◆ Aim of the task ◆
Copy the items below exactly as they appear, from their very first line through the line containing "257 78 761 680", with both of those lines included.

◆ Input data ◆
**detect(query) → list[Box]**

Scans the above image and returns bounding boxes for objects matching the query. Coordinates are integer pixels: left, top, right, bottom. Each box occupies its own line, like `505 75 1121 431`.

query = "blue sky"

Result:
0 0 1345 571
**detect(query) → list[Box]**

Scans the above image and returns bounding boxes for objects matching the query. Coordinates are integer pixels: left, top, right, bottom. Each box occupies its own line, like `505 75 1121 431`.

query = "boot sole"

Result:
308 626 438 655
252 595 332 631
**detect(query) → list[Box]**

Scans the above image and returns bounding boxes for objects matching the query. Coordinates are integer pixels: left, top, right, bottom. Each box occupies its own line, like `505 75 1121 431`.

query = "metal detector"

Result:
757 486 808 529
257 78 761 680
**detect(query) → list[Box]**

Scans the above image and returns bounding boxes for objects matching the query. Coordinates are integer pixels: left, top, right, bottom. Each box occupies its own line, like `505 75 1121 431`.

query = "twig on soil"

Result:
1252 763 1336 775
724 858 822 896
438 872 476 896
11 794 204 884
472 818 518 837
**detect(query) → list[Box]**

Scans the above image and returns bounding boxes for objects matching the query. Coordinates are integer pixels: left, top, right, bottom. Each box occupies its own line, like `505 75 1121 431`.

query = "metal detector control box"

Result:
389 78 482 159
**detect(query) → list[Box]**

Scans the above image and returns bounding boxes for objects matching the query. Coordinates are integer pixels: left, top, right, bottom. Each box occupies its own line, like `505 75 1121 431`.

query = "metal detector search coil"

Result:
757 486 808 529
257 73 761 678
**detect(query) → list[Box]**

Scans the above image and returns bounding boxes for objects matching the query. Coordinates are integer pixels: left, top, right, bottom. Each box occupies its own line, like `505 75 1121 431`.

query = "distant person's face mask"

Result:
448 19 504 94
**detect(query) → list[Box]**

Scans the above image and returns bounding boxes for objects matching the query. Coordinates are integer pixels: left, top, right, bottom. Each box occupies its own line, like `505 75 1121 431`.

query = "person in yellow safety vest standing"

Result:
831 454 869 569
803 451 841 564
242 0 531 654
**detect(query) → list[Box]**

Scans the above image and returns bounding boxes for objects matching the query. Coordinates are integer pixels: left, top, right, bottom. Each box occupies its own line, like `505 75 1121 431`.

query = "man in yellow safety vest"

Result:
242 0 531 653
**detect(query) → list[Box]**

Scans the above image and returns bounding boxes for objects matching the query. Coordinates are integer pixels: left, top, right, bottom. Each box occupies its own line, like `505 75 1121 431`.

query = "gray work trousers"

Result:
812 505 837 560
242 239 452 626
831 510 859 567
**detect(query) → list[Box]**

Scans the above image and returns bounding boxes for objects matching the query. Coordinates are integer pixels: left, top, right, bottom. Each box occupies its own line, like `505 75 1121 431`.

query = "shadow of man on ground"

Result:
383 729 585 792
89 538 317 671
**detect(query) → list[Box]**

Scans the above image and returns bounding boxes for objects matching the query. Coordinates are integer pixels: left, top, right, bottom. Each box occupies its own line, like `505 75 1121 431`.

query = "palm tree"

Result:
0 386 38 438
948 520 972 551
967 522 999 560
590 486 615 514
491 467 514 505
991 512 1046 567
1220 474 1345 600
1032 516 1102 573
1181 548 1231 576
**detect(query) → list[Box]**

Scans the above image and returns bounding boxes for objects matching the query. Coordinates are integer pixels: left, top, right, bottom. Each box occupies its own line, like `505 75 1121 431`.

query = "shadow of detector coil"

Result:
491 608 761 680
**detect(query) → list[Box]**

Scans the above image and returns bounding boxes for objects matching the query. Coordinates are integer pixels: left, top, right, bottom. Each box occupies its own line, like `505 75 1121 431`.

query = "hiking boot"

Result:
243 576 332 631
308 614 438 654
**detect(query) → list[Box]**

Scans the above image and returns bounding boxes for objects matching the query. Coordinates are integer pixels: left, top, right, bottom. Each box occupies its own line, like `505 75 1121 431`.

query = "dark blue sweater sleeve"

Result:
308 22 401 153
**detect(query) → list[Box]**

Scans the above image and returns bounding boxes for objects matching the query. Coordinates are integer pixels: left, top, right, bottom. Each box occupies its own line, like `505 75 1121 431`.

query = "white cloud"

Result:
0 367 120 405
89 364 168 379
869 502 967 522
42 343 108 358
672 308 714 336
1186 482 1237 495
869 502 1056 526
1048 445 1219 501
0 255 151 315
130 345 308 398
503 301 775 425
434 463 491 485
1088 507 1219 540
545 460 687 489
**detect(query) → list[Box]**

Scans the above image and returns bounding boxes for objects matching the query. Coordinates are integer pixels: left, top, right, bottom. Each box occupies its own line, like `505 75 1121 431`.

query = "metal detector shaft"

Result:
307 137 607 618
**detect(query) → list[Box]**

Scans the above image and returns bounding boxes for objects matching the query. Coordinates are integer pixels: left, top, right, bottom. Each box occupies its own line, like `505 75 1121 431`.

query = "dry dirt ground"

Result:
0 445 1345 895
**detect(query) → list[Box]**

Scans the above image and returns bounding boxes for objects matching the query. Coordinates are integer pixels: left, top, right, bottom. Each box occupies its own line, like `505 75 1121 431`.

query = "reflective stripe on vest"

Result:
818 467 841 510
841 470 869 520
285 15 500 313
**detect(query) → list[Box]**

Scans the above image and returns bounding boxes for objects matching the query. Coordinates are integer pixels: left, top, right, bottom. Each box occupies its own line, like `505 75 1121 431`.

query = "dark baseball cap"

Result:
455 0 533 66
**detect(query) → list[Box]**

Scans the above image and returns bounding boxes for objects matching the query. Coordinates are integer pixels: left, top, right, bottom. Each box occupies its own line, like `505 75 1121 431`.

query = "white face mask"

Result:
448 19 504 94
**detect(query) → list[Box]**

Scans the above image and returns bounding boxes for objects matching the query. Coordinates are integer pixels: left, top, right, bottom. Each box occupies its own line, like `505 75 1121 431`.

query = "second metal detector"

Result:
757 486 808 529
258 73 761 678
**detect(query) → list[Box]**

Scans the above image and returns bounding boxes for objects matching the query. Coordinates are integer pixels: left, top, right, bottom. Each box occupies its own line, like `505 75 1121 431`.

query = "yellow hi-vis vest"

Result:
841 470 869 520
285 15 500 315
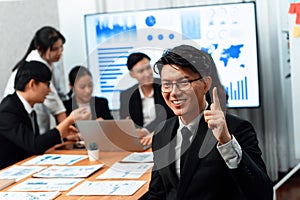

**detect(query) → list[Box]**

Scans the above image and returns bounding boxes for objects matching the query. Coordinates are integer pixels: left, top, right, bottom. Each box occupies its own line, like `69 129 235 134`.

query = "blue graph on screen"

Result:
85 2 260 110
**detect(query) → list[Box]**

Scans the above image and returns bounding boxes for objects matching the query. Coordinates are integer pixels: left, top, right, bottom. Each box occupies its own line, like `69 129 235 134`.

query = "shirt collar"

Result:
16 91 33 114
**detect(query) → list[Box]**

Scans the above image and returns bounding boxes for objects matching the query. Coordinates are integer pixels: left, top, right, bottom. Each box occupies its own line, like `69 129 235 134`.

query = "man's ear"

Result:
129 70 135 78
203 76 212 93
26 79 36 88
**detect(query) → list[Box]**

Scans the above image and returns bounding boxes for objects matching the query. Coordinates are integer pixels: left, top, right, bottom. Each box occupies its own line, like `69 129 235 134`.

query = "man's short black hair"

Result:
127 52 151 70
14 61 52 91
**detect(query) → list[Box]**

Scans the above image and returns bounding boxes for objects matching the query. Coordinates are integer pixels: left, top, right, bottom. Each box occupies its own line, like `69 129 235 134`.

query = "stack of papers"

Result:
22 154 88 165
33 164 103 178
97 163 153 179
121 152 153 163
0 165 46 181
9 178 83 191
67 180 146 195
0 192 60 200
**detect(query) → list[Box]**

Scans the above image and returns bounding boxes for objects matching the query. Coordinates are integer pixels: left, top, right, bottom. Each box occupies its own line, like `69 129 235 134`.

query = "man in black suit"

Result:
147 45 273 200
120 52 174 145
0 61 90 169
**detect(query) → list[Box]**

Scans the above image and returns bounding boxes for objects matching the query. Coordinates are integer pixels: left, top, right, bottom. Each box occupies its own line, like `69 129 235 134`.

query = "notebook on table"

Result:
76 120 149 152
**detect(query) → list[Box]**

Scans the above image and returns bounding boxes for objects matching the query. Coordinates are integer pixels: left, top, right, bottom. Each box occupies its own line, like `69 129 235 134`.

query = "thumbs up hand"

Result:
204 87 231 144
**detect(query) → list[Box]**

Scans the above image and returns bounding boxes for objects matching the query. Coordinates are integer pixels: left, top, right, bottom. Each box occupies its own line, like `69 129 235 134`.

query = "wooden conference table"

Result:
1 144 151 200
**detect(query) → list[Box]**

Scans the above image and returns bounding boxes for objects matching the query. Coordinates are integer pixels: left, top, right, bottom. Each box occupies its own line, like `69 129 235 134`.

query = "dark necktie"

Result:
180 127 192 173
30 110 39 135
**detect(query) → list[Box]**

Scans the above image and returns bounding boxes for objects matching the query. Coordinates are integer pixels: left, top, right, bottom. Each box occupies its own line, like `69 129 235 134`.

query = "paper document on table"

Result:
33 164 103 178
0 179 16 190
67 180 146 195
0 165 46 181
96 162 153 179
22 154 88 165
121 152 153 163
9 178 84 191
0 192 60 200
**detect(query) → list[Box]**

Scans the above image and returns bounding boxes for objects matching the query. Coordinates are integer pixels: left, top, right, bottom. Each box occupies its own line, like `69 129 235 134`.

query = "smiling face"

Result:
42 39 64 65
161 65 211 124
73 74 93 104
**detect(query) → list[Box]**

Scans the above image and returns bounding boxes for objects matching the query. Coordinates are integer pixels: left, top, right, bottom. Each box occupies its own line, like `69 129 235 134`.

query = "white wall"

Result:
289 14 300 159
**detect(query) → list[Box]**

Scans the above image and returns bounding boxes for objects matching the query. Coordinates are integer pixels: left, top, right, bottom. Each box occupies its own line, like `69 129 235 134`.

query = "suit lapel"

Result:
177 117 217 199
12 93 33 131
154 117 179 187
129 88 144 126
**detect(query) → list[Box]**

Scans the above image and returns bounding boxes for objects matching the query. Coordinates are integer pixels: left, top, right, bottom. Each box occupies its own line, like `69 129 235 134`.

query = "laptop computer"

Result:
76 120 149 152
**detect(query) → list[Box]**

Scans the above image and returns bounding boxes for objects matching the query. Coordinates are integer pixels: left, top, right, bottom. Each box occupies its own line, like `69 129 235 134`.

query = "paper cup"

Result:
88 149 99 161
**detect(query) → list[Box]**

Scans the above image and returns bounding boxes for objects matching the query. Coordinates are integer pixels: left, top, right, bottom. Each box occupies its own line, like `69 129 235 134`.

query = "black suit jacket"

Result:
147 114 273 200
63 97 113 119
120 79 174 132
0 93 61 169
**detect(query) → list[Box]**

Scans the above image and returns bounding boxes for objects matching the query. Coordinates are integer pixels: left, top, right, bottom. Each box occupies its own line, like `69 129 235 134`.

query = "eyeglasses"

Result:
161 77 202 93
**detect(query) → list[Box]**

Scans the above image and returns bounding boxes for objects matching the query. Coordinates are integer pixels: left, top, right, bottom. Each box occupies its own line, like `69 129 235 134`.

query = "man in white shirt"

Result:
0 61 90 169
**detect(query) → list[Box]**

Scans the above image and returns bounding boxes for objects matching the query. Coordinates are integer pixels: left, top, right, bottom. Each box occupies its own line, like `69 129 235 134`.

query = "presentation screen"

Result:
84 2 260 110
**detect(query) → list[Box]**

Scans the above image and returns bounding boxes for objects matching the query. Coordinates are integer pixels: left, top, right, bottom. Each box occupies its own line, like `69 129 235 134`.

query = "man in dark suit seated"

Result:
0 61 90 169
145 45 273 200
120 52 174 145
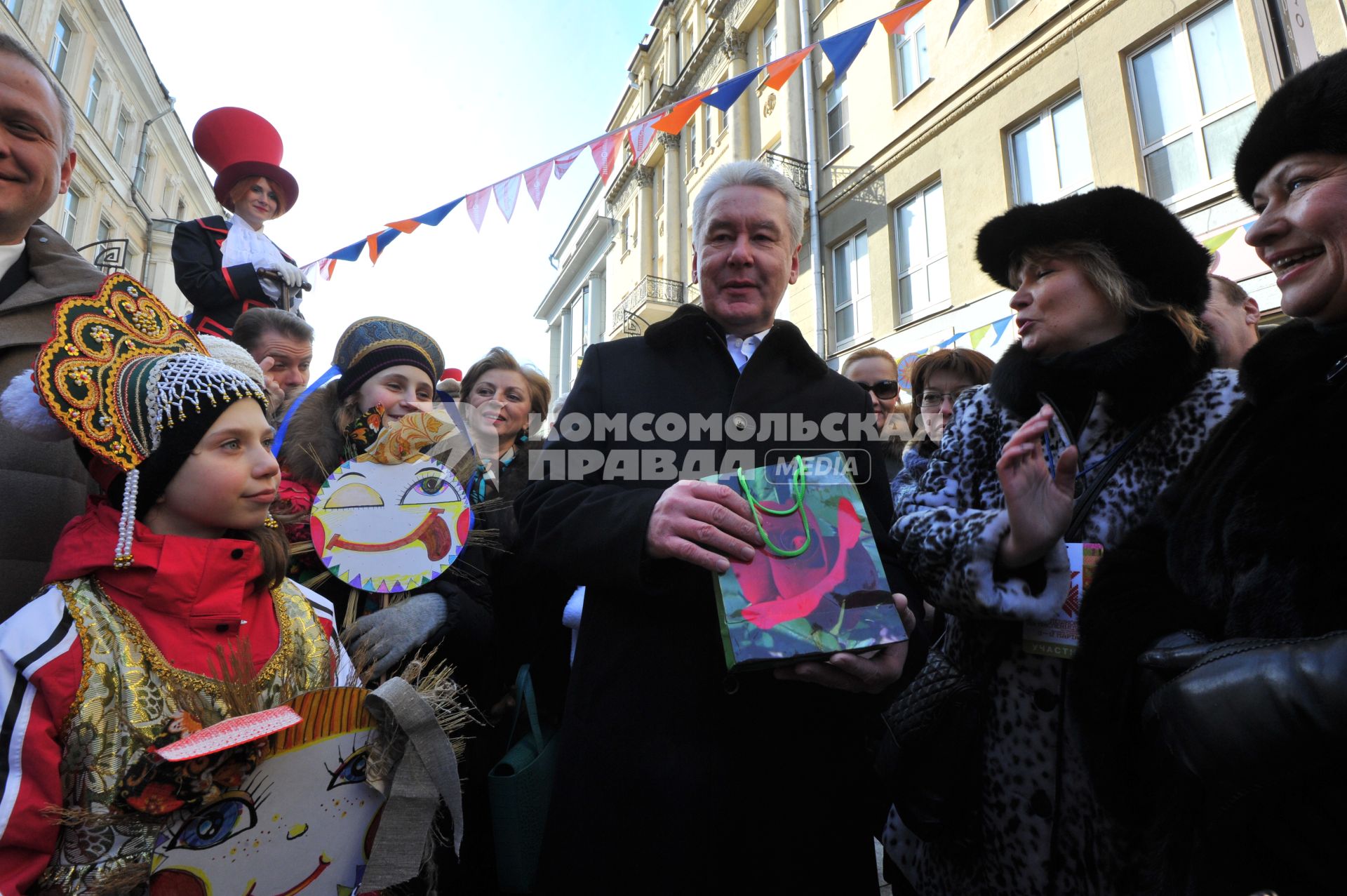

◆ Output ◆
**detect(query) → list[Box]**

Scans the above image and returns bounding boxes for objects matching the query. Coordinates are integer pixels: left, top, right, bottom. Each box occupies its own line, like `505 75 1121 431`.

query = "blue sky"

Result:
0 0 1345 571
**detect(query) → list[Box]**

Scans the above image and returns bounding boxes for objects matching the query. Coordinates are integer pixels: left, top, right, bottom. Each box occupies its own line, like `505 75 1121 431`.

query = "boot sole"

Result:
308 626 438 655
252 595 332 631
**detect(query) → list[Box]**

Scans the above image and returns bounding boxes for objects matching the query. Coordinates are integer pixels: left, top, right, bottom. Each box occupies its own line, like `505 75 1121 431`.

query = "metal detector"

Result:
757 486 808 529
257 78 761 680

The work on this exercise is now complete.